#### What is needed:
Report only how many lines in the material contain "every".

*** Opening Entries shown ***

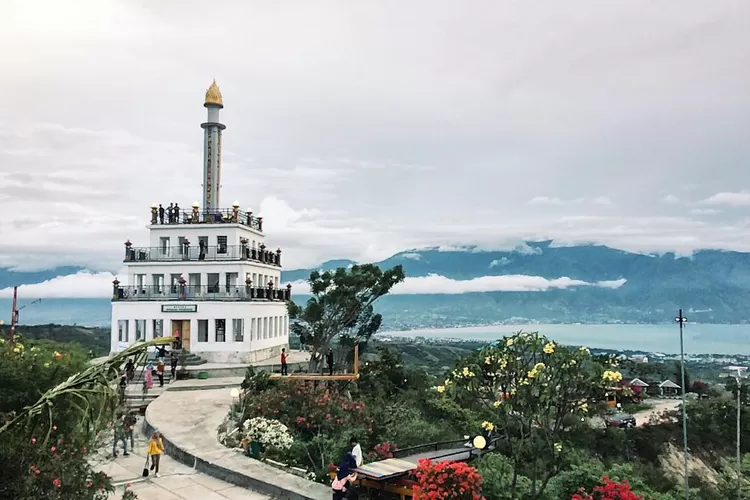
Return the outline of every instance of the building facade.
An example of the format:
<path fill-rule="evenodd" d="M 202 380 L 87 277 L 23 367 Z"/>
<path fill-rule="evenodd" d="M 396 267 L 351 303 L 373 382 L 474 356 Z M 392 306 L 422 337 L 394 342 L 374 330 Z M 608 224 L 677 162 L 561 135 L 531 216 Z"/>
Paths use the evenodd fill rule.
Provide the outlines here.
<path fill-rule="evenodd" d="M 281 250 L 266 246 L 263 219 L 234 202 L 219 207 L 223 100 L 206 92 L 203 207 L 151 207 L 149 243 L 125 242 L 127 285 L 112 289 L 112 352 L 142 340 L 178 336 L 210 362 L 244 363 L 276 356 L 289 344 Z"/>

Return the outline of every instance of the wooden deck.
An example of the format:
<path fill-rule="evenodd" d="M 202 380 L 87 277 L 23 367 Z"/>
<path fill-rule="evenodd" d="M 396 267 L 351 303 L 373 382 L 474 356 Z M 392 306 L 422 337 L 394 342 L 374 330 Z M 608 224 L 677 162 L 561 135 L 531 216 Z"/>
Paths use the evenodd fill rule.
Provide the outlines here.
<path fill-rule="evenodd" d="M 311 373 L 292 373 L 291 375 L 282 375 L 280 373 L 272 373 L 268 378 L 276 380 L 357 380 L 359 378 L 359 373 L 339 373 L 334 375 L 317 375 Z"/>

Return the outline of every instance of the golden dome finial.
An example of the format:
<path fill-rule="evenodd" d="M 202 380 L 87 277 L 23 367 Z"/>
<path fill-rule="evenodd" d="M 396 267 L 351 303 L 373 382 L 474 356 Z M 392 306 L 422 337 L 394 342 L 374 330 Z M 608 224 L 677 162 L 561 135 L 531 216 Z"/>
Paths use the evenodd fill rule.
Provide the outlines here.
<path fill-rule="evenodd" d="M 214 82 L 208 87 L 208 90 L 206 90 L 206 102 L 203 105 L 208 106 L 209 104 L 220 106 L 222 108 L 224 107 L 224 100 L 221 97 L 219 86 L 216 85 L 216 79 L 214 79 Z"/>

*** Closing Entries shown ***

#### Final answer:
3